*DOCUMENT TEXT*:
BEGIN

To gather the specific properties of each request, I look for specific log messages using regular expressions. The majority of the properties come from the Method request headers and Method response headers messages. To parse those, I wrote a function named Split-Headers; you can find the source code to this function in the PowerShell script. Note that I use the Successfully completed execution message to calculate the total elapsed time of the request:

        # Look for log messages with specific patterns
        switch -Regex ($logMessage) {

            '^HTTP Method: (\w+), Resource Path: (.+)$' {
                $requestObj |
                    Add-Member -MemberType NoteProperty -Name method       -Value $Matches[1] -PassThru |
                    Add-Member -MemberType NoteProperty -Name resourcepath -Value $Matches[2]
            }

            '^Method request headers: \{(.*)\}$' {
                Split-Headers -headers $Matches[1] -prefix request | ForEach-Object {
                    $requestObj | Add-Member -MemberType NoteProperty -Name $_.name -Value $_.value
                }
            }

            '^Method response headers: \{(.*)\}$' {
                Split-Headers -headers $Matches[1] -prefix response | ForEach-Object {
                    $requestObj | Add-Member -MemberType NoteProperty -Name $_.name -Value $_.value
                }
            }

            '^Method completed with status: (\d+)$' {
                $requestObj |
                    Add-Member -MemberType NoteProperty -Name httpstatus -Value $Matches[1]
            }

            '^Successfully completed execution$' {
                $elapsed = $thisLogEvent.timestamp - $requestObj.timestamp
                $requestObj |
                    Add-Member -MemberType NoteProperty -Name elapsed -Value $elapsed
            }
        }

Once I have the request objects, it's simply a matter of writing them out in JSON format to a new CloudWatch stream, since AWS CloudWatch Logs Insights will automatically discover fields in JSON-formatted data. For simplicity, I simply wrote the contents to the console, knowing that they would be captured in the AWS CloudWatch Logs:

# Write out each request object
$requestObjects.Values.GetEnumerator() | ForEach-Object {
    Write-Host ($_ | ConvertTo-Json -Compress)

END

*LISTED ENTRIES*:
BEGIN

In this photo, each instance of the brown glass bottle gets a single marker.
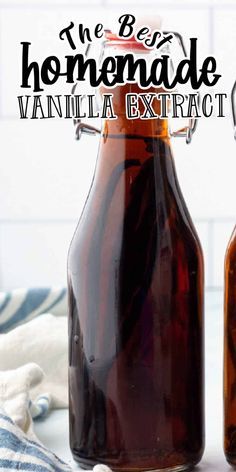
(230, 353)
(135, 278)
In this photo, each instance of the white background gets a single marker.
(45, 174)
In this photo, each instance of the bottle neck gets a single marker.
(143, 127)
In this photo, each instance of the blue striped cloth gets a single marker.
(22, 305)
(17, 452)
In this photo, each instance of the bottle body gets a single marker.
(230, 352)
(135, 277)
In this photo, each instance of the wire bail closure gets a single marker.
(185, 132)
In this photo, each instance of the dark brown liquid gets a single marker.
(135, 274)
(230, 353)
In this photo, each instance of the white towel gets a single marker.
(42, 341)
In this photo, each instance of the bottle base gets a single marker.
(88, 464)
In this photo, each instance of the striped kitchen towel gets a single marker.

END
BEGIN

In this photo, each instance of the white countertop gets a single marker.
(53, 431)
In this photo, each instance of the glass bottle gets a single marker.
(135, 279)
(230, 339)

END
BEGIN

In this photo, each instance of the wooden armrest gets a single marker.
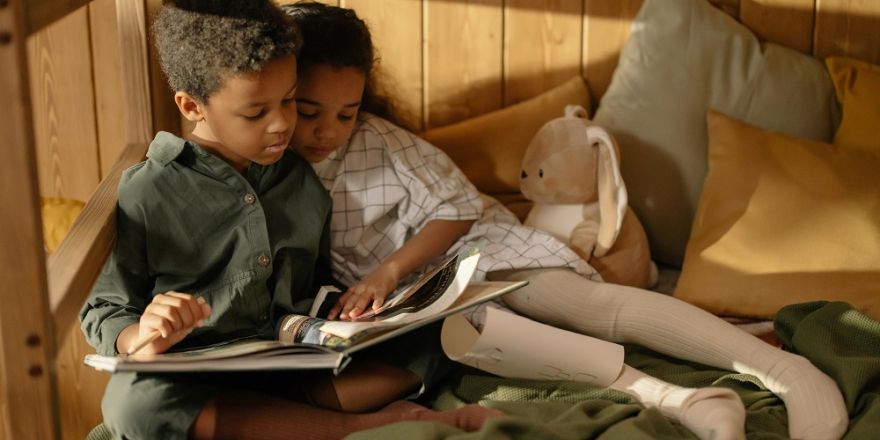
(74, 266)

END

*EXERCISE TASK 1*: In the PowerShell log-parsing text, switch "console" to "terminal" and write out the passage from "Once I have" to "($_ | ConvertTo-Json -Compress)" again.
*EXERCISE TASK 2*: Pick up the text on parsing log messages with PowerShell after its last line and carry it on.

*FINAL ANSWER 1*:
Once I have the request objects, it's simply a matter of writing them out in JSON format to a new CloudWatch stream, since AWS CloudWatch Logs Insights will automatically discover fields in JSON-formatted data. For simplicity, I simply wrote the contents to the terminal, knowing that they would be captured in the AWS CloudWatch Logs:

# Write out each request object
$requestObjects.Values.GetEnumerator() | ForEach-Object {
    Write-Host ($_ | ConvertTo-Json -Compress)

*FINAL ANSWER 2*:
}

Below are the results. The "[Information]" text comes from the PowerShell host that AWS uses (which I'll explore in another post). Since it sits outside of the JSON formatting, it doesn't get in the way.

CloudWatch Log Steam output from PowerShell Lambda Function

In fact, expanding the record right within the AWS Console will format the JSON nicely:

CloudWatch Log Steam output from PowerShell Lambda Function with JSON message expanded

If I use CloudWatch Logs Insights on the PowerShell scrpts Log Group, it discovers all of the JSON fields:

CloudWatch Logs Insights with all JSON fields discovered

And now we can set up some more useful queries. Here are a couple that I popped into a dashboard. Of course, I don't have any real traffic yet, but I'm prepared for when it happens!

CloudWatch Logs Insights Dashboard with Top Ten Pages Requested and Top Ten 404 Errors

The actual queries used in the dashboard are:

Top Ten Pages Requested

filter resourcepath like /^/[^\.]*$/
| stats count(*) as Count by resourcepath as Page
| sort Count desc
| limit 10

Top Ten 404 Errors

filter httpstatus = '404'
| stats count(*) as Count by resourcepath as Page
| sort Count desc
| limit 10

Hey, What Are Those?

Even for a site that gets almost no traffic, I learned something from analyzing the logs. The list of 404 errors is especially telling. Initially, I had no idea what was causing the apple-touch-icon-XXX.png requests. After a couple of quick searches, I had my answer, but the point is that I would have never have known about them without the logging analysis. (And I'll explain them in an upcoming post!)

A Disadvantage To This Approach

Setting up this logging mechanism was quick and easy, especially since I could leverage my PowerShell knowledge and I didn't have to worry about creating my own CloudWatch Log Stream. But one slight disadvantage to this approach is that the timestamps used by CloudWatch Logs Insights are the timestamps of the script, not the timestamps of the original events! They are close; in the example above, the timestamp of the processed log message was only 29 seconds behind the timestamp of the original log message. But they are different, which may or may not be significant in your use case.

The proper fix for this, of course, is to simply write the JSON message to a separately-created Log Stream using the CloudWatch Logs API, where you can pass the actual timestamp value as a parameter. This approach requires some coding, and it also requires that the Lambda function has permission to create a Log Stream.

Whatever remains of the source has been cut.